═════ Input data

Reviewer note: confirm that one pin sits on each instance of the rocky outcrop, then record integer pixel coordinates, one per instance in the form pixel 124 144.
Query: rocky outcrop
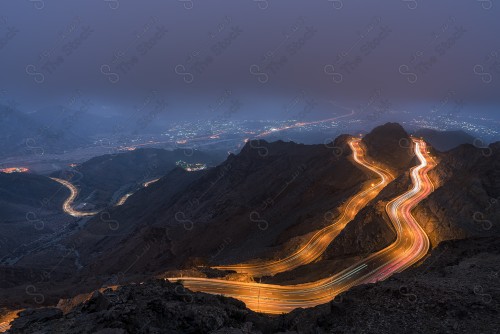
pixel 466 201
pixel 455 290
pixel 390 145
pixel 155 306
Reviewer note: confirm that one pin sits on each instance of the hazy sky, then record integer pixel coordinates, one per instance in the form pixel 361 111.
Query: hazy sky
pixel 255 58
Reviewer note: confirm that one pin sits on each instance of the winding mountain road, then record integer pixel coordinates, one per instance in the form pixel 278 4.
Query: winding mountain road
pixel 410 246
pixel 321 239
pixel 68 203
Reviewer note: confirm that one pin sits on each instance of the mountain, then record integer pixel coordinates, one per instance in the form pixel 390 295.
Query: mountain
pixel 246 199
pixel 456 290
pixel 104 179
pixel 21 193
pixel 262 203
pixel 445 140
pixel 466 200
pixel 390 145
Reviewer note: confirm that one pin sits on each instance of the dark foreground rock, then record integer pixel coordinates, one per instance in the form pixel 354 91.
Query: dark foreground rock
pixel 455 290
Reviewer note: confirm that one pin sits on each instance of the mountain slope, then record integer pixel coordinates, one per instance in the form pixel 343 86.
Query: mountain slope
pixel 456 290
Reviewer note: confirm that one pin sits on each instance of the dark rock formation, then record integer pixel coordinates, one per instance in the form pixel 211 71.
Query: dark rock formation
pixel 455 290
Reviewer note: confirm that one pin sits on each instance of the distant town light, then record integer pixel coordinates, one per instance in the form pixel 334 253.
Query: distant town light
pixel 11 170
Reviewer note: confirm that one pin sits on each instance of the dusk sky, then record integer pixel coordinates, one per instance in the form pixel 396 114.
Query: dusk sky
pixel 260 55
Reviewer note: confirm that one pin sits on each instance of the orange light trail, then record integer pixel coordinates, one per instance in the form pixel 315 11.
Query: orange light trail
pixel 410 246
pixel 321 239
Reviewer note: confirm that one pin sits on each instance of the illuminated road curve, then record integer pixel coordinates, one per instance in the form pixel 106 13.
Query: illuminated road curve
pixel 410 246
pixel 68 203
pixel 321 239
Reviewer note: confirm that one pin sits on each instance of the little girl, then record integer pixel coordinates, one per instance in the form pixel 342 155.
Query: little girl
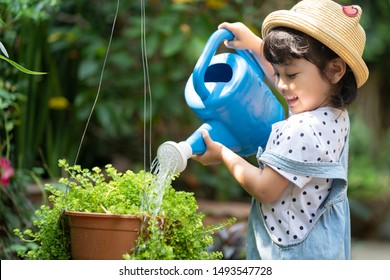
pixel 313 56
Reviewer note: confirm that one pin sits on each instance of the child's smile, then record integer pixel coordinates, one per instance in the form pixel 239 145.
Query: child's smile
pixel 301 84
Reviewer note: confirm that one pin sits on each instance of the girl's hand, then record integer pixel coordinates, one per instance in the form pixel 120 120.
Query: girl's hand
pixel 213 152
pixel 244 38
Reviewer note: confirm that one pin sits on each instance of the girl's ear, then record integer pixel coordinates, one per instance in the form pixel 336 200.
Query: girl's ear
pixel 336 70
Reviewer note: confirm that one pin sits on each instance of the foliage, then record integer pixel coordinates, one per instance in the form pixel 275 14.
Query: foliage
pixel 183 235
pixel 369 174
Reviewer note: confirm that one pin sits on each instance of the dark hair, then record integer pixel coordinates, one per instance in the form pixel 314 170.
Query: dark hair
pixel 283 44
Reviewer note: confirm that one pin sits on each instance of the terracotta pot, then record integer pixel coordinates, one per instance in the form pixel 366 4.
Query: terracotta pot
pixel 99 236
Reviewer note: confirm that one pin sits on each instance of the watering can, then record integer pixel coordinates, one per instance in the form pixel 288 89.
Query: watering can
pixel 228 93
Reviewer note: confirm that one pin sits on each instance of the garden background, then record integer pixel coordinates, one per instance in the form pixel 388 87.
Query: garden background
pixel 42 118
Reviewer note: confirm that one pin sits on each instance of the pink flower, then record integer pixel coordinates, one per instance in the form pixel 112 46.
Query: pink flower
pixel 6 171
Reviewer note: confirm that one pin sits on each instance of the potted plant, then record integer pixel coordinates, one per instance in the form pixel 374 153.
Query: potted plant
pixel 168 223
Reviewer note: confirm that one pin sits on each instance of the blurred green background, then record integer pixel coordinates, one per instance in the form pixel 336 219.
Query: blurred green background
pixel 42 118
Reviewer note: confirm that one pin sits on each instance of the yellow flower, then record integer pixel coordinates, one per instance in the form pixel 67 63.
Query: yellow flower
pixel 216 4
pixel 58 103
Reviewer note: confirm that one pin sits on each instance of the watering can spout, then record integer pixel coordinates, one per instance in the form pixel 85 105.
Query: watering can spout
pixel 174 155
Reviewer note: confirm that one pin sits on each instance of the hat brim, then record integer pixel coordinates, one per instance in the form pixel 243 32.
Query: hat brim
pixel 323 34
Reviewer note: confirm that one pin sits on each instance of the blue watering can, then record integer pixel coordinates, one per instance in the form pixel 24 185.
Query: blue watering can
pixel 228 93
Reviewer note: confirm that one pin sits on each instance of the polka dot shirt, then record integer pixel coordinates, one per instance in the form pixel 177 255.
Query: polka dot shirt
pixel 315 136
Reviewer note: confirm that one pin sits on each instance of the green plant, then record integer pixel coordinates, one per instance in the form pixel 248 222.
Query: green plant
pixel 182 235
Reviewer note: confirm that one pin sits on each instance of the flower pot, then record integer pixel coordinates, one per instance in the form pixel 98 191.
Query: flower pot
pixel 100 236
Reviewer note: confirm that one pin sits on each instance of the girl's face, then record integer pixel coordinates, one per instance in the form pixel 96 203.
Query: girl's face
pixel 301 84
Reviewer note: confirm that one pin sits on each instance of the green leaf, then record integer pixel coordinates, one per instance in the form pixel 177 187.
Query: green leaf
pixel 21 68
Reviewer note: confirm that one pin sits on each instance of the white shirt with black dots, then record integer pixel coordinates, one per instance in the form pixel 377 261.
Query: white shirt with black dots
pixel 315 136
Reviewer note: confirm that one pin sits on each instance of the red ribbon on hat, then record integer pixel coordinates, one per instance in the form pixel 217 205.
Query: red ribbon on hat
pixel 350 11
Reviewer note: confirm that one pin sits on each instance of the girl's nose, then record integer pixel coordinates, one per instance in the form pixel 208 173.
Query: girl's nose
pixel 282 86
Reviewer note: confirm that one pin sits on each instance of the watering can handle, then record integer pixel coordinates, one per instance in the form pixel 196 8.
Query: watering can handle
pixel 208 52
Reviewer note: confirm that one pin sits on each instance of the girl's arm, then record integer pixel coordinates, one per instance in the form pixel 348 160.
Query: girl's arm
pixel 245 39
pixel 265 185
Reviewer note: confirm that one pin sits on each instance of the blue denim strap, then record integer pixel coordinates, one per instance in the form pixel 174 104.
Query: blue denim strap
pixel 334 170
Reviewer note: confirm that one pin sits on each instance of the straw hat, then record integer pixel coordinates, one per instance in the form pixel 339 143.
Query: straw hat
pixel 334 25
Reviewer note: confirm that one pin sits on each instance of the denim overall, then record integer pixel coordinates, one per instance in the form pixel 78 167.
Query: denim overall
pixel 329 237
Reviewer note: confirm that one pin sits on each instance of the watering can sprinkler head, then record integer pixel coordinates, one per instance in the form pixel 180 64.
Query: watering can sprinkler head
pixel 174 155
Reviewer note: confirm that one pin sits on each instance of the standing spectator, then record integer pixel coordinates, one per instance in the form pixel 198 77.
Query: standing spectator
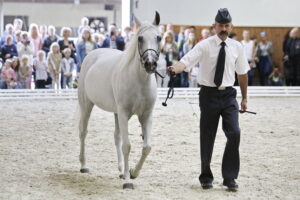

══════════

Please give an exact printout of all the records, pictures aside.

Reviewer note: confirm that one pin sits on each instance of the rocky outcrop, then record integer pixel coordinates, one per instance in the form pixel 124 144.
Query: rocky outcrop
pixel 466 201
pixel 455 290
pixel 390 145
pixel 155 306
Reviewer note: confirm that one pin sits on each instance of the hazy sky, then record integer pixel coordinates, one per instance in the form pixel 361 111.
Query: hazy sky
pixel 255 58
Reviewer note: confirm that one pin sits on each instance of the winding mountain road, then record integer pixel coordinates, one per instance in the form pixel 278 4.
Query: winding mountain road
pixel 410 246
pixel 321 239
pixel 68 203
Reviewer note: confirm that one pin sits on each instance of the mountain, then record integer pixel coordinates, one per instance in the form pixel 390 295.
Query: mountain
pixel 246 199
pixel 456 290
pixel 104 179
pixel 21 193
pixel 262 203
pixel 445 140
pixel 466 200
pixel 390 145
Reviewer note: confirm that one pin sits on each instance of the dark foreground rock, then record integer pixel coordinates, one per instance in the form pixel 354 91.
Query: dark foreground rock
pixel 455 290
Reviewer note: confirm that one pin sits on each instance of the mountain slope, then record integer pixel coordinates, one per instance in the form pixel 343 86.
Query: mountain slope
pixel 456 290
Reviewer note: confirm that one pin sits on each instance of the dark rock formation, then record integer pixel coordinates, one per instance in the form pixel 211 71.
Query: dark rock formation
pixel 455 290
Reviewer note: confirm that one pin sits on each instance of the distant town light, then record integer pixel coordinates, one per instance in the form pixel 334 253.
Query: distant town light
pixel 11 170
Reviewer note: confirm that one pin sits on each instance of the dusk sky, then record integer pixel coordinates, one per instance in the form pixel 396 114.
Query: dusk sky
pixel 260 55
Reviewer note: confirm that one pin sits on each instance of the orange light trail, then record integer pixel coordinates, one per instance in the form pixel 315 11.
Query: orange light trail
pixel 410 246
pixel 321 239
Reviewer note: confirm that one pin sits on each instance of the illuminated road curve, then record integer pixel coordinates, one per instance in the form pixel 106 13.
Query: illuminated road curve
pixel 410 246
pixel 68 203
pixel 321 239
Reviewer note: confirm that one pin sits on each instance of the little girl, then record integer pixel coordinates, one per instance in the form pixel 342 155.
Query: little girl
pixel 313 56
Reviewer note: confirm that one pin sits on each instance of the child's smile, then record integer pixel coordinates, one per instance in the form pixel 239 145.
Query: child's smile
pixel 301 84
Reviewer note: confirm that one pin sits on each instance of the girl's hand, then record integer pixel coordinates, one per instance in the form pixel 120 120.
Query: girl's hand
pixel 213 152
pixel 244 38
Reviewer note: confirm that one pin sits on each instance of the girl's ear, then record integer pixel coordinates, one per instance in the form pixel 336 200.
Query: girl's ear
pixel 336 70
Reviewer note: confirm that one pin sits on each instance of the foliage, then record integer pixel coordinates, one per instance in the form pixel 275 14.
Query: foliage
pixel 183 235
pixel 369 174
Reviewer note: confirm that one pin sits on each instance of the dark hair, then record integer pixel coordinates, one per instance in the form pixel 314 170.
Query: dark hair
pixel 283 44
Reviewer note: confirm that one pin sits on each instance of the terracotta pot, then record integer pixel coordinates, one per instance in the form pixel 366 4.
Query: terracotta pot
pixel 99 236
Reviewer note: confirm that one pin sits on each instance of the watering can, then record integer pixel coordinates, one per instance in the form pixel 288 89.
Query: watering can
pixel 228 93
Reviewer note: confirm that one pin sits on each instance of the garden background, then record integer pixel coordinates, one per instance in the form pixel 388 87.
Query: garden background
pixel 42 118
Reviewer note: confirm that one pin sits on each instance of the pink flower, then record integer pixel coordinates, one per instance in the form pixel 112 46.
Query: pink flower
pixel 6 171
Reviewer note: confirm that one pin sits on each instance of the potted plant, then record integer pixel coordinates, one per instance in the form pixel 374 153.
Query: potted plant
pixel 168 223
Reviewer note: confirm that one pin sits on each instance of the blurred green background, then record integer pixel coordinates, one per instance in the form pixel 336 219.
Query: blurred green background
pixel 42 118
Reviewer note: confirm that one pin sits on each instance of the yellow flower, then record integer pixel coordinates, one per instance in the form pixel 67 63.
Query: yellow flower
pixel 216 4
pixel 58 103
Reviewer note: confirm that one pin sits on each instance of the watering can spout, then record integer pixel coordinates, one per instance in the form pixel 85 105.
Query: watering can spout
pixel 174 155
Reviewer note: confirm that one pin sits on each instance of the hat brim, then record integer pixel coordinates, one per instance in the form pixel 243 32.
Query: hat brim
pixel 323 34
Reviewer note: confirm that one pin sits on each instance of the blue watering can, then record integer pixel coordinates, one per instance in the form pixel 24 185.
Query: blue watering can
pixel 228 93
Reviewer note: confirm that one pin sits on each instance of the polka dot shirt, then record integer pixel coordinates, one per instance in the form pixel 177 255.
Query: polka dot shirt
pixel 315 136
Reviewer note: confirm that one pin sits on each instance of the green plant, then record integer pixel coordinates, one per instance in the form pixel 248 222.
Query: green plant
pixel 182 235
Reviewer note: confirm that one pin sits on each instance of the flower pot, then record integer pixel coordinates, one per instance in the form pixel 98 191.
Query: flower pot
pixel 100 236
Reviewer note: confirm that one pin sits on each instance of the girl's face, then record integer pixel coordinates, one per instance in the form pixel 96 203.
Query: girl's face
pixel 301 84
Reviewer note: confirm that one pin sits on each instance of the green leaf, then record integer pixel coordinates, one per instance in the form pixel 177 187.
Query: green leaf
pixel 21 68
Reviewer note: confirm that one pin sits on each instance of the white shirt with black dots, then record integer pixel coordinates, one per instance in the form pixel 377 261.
Query: white shirt with black dots
pixel 315 136
Reviewer note: confirm that one pin sits on each instance of the red ribbon on hat, then record integer pixel coordinates, one per instance in the form pixel 217 205.
Query: red ribbon on hat
pixel 350 11
Reviewer note: confirm that one pin sits on each instance of the girl's nose, then record integer pixel coordinates, one per instance in the form pixel 208 173.
Query: girl's nose
pixel 282 86
Reviewer note: confirm that one pin sits on each instance of the watering can handle, then record integer pixel coordinates, one per instance in the form pixel 196 8.
Query: watering can handle
pixel 208 52
Reviewer note: confirm that one pin sits on each instance of the girl's arm, then record integer pixel coordinates, one per instance in the form pixel 348 160.
Query: girl's arm
pixel 245 39
pixel 265 185
Reviewer note: confirm that one pin sits on each instance of the blue denim strap, then record integer pixel coordinates, one per instance in the form pixel 174 104.
Query: blue denim strap
pixel 334 170
Reviewer note: confirm that one pin sits on each instance of the straw hat, then record integer pixel coordinates, one per instance in the form pixel 339 143.
Query: straw hat
pixel 334 25
Reviewer note: confirm that one pin sits on each instance of the denim overall, then record integer pixel coordinates, one per instance in the form pixel 78 167.
Query: denim overall
pixel 329 237
Reviewer note: confirm that one pin sits on each instance of the watering can sprinkler head, then record integer pixel coordinates, one per instance in the form pixel 180 64.
Query: watering can sprinkler head
pixel 174 155
Reviewer note: confirm that one pin sits on each instance of the standing spectator, then record integer pixel coordinates, one per instance in the form pixel 198 77.
Query: standing spectator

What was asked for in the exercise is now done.